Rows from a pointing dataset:
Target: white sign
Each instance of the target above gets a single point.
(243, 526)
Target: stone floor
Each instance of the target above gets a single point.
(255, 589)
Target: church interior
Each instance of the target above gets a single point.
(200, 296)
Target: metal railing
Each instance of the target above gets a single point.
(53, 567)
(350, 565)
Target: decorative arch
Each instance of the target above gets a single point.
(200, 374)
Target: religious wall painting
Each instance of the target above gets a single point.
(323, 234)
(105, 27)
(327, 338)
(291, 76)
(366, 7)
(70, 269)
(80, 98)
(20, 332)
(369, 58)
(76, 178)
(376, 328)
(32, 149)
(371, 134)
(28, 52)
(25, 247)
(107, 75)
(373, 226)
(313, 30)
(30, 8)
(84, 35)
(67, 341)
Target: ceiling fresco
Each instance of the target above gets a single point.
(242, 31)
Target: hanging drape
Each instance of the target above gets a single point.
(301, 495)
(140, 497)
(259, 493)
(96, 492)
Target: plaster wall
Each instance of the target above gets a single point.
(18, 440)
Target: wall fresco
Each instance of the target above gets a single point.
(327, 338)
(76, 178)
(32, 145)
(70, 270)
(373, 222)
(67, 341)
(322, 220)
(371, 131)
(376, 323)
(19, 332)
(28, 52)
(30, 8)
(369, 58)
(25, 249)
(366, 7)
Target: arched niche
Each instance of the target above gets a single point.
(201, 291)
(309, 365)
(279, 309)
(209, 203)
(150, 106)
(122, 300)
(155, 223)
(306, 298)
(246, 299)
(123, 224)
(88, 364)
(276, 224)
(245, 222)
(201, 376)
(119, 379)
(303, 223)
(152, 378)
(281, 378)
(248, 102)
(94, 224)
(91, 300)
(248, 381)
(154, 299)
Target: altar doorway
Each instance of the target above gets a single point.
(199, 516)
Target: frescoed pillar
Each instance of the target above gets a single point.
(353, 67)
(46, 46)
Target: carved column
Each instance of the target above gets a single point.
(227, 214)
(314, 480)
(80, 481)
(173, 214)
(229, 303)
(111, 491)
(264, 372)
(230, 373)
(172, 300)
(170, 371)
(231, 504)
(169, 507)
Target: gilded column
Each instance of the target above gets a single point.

## Exercise goal
Retype all of the data above line for line, without any changes.

## Solution to the exercise
Target: white sign
Each instance of the target above gets a single point.
(243, 526)
Target: stone floor
Each instance of the target above gets a single point.
(255, 589)
Target: church interior
Each instance of the target above gets a single point.
(200, 296)
Target: metal railing
Each instance of the target above gets a single point.
(53, 567)
(350, 565)
Target: decorative arch
Each instance of the target above gets a single point.
(200, 374)
Target: religious wall painting
Each instance of the target above gets a single point.
(323, 234)
(105, 27)
(327, 338)
(291, 76)
(366, 7)
(70, 269)
(80, 98)
(20, 332)
(369, 58)
(76, 178)
(376, 328)
(32, 149)
(371, 134)
(28, 52)
(25, 247)
(107, 75)
(373, 226)
(313, 30)
(30, 8)
(84, 35)
(67, 341)
Target: ceiling fresco
Each instance of the target above gets a single point.
(242, 31)
Target: hanging drape
Each instance of the target above gets a single point.
(301, 495)
(140, 497)
(259, 493)
(96, 492)
Target: plaster wall
Each instance of the target above gets a single point.
(18, 440)
Target: wall fresco
Each instance of the target above gets a single point.
(327, 338)
(76, 178)
(32, 145)
(70, 270)
(373, 222)
(67, 341)
(322, 220)
(371, 131)
(376, 323)
(19, 332)
(28, 52)
(30, 8)
(369, 58)
(25, 249)
(366, 7)
Target: arched niche
Each instance of the target above gets a single point.
(201, 291)
(309, 365)
(279, 309)
(209, 203)
(150, 106)
(122, 300)
(155, 223)
(306, 298)
(246, 299)
(123, 224)
(88, 364)
(276, 224)
(245, 222)
(201, 376)
(119, 379)
(303, 223)
(152, 378)
(281, 378)
(248, 102)
(94, 224)
(91, 300)
(248, 381)
(154, 299)
Target: altar doorway
Each instance of the target above gets a single point.
(199, 516)
Target: frescoed pillar
Each instance of the target above gets a single point.
(353, 67)
(46, 46)
Target: carved column
Each instance of the target above gets a single point.
(227, 214)
(314, 480)
(80, 481)
(173, 214)
(229, 303)
(111, 491)
(264, 372)
(230, 373)
(172, 300)
(170, 371)
(231, 504)
(169, 507)
Target: gilded column
Each instance of the target above gets a single point.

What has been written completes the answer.